Source extract
Breaking News:Our Girls Program Recognized by UN-GEI

Asante Africa Foundation’s Wezesha Vijana Program – a special curriculum that boosts the girl child’s chances to succeed is highlighted as Best Practice in United Nations Girls’ Education Initiative (UNGEI).  The UNGEI Good Practice Fund supports organisations and local governments from across the globe to shed light on best practices and lessons learnt in gender focused education initiatives. 

Education has the power to change a girl’s life and that of her family and community. All over the world – and in developing countries, in particular – we see proof that when women are educated, child marriages and child mortality rates are drastically reduced. In fact, simply making sure that girls don’t miss out on primary education is enough to substantially reduce maternal mortality. But it’s important that girls stay in school long enough, at least through lower high school grades, before we can reap those benefits. In far too many instances, this just isn’t the reality.

Girls are far less likely than boys to complete primary (elementary or middle) school, especially in low-income countries where only 20% have achieved gender parity at the primary level and 10% at the lower secondary level. These findings are highlighted in UNESCO’s Gender Summary Report, which analyses data from the 11th annual Education for All Global Monitoring Report. The report was released in partnership with the United Nations Girls Education Initiative (UNGEI).

Project Highlights

From 2014 -2016, the United Nations Girls’ Education Initiative (UNGEI), in partnership with the Overseas Development Institute (ODI), launched the UNGEI Fund for Documentation of Good Practice in Girls’ Education and Gender Equality. 

Out of 450 global nominations, 17 programs – including Asante Africa Foundation were chosen to be highlighted as unique and creative ways of promoting and sustaining girls’ education. Overall, the case studies demonstrated that even small-scale programs aimed at changing attitudes towards girls and women in the context of education, can contribute to gender equality in the wider society.

Required action a
Print the girls' education article word for word from "Breaking News:Our Girls" to "focused education initiatives.".

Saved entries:
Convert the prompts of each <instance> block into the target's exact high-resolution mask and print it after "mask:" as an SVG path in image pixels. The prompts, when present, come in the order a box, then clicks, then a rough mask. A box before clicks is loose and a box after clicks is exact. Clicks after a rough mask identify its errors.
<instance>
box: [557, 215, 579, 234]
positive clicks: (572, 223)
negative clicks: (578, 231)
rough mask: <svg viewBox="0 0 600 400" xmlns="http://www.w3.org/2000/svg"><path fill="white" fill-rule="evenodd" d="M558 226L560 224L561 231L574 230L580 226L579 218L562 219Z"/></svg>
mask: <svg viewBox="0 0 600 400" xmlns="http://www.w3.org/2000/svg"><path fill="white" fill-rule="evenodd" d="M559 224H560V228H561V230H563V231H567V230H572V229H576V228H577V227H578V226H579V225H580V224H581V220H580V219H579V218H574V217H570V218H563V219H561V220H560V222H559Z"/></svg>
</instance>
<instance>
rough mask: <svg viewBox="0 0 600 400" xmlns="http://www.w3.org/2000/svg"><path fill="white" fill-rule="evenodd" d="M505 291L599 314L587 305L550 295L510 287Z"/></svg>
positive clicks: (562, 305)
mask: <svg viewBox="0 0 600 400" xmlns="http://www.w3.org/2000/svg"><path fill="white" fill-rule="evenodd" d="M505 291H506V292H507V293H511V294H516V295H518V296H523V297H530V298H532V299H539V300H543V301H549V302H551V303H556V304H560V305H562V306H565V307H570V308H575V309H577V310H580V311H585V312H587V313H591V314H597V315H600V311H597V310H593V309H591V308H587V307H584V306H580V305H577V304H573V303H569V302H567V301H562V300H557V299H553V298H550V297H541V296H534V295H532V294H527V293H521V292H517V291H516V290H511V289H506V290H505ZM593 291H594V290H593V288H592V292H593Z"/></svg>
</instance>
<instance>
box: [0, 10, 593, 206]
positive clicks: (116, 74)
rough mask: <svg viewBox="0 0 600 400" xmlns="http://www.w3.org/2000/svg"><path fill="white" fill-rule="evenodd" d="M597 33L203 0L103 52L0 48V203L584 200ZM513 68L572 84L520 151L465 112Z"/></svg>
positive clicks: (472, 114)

Required action b
Write the saved entries from their first line to the line with "negative clicks: (578, 231)" as a JSON list of strings, one string per line, leaving out blank lines.

Written answer a
Breaking News:Our Girls Program Recognized by UN-GEI

Asante Africa Foundation’s Wezesha Vijana Program – a special curriculum that boosts the girl child’s chances to succeed is highlighted as Best Practice in United Nations Girls’ Education Initiative (UNGEI).  The UNGEI Good Practice Fund supports organisations and local governments from across the globe to shed light on best practices and lessons learnt in gender focused education initiatives.

Written answer b
[
  "Convert the prompts of each <instance> block into the target's exact high-resolution mask and print it after \"mask:\" as an SVG path in image pixels. The prompts, when present, come in the order a box, then clicks, then a rough mask. A box before clicks is loose and a box after clicks is exact. Clicks after a rough mask identify its errors.",
  "<instance>",
  "box: [557, 215, 579, 234]",
  "positive clicks: (572, 223)",
  "negative clicks: (578, 231)"
]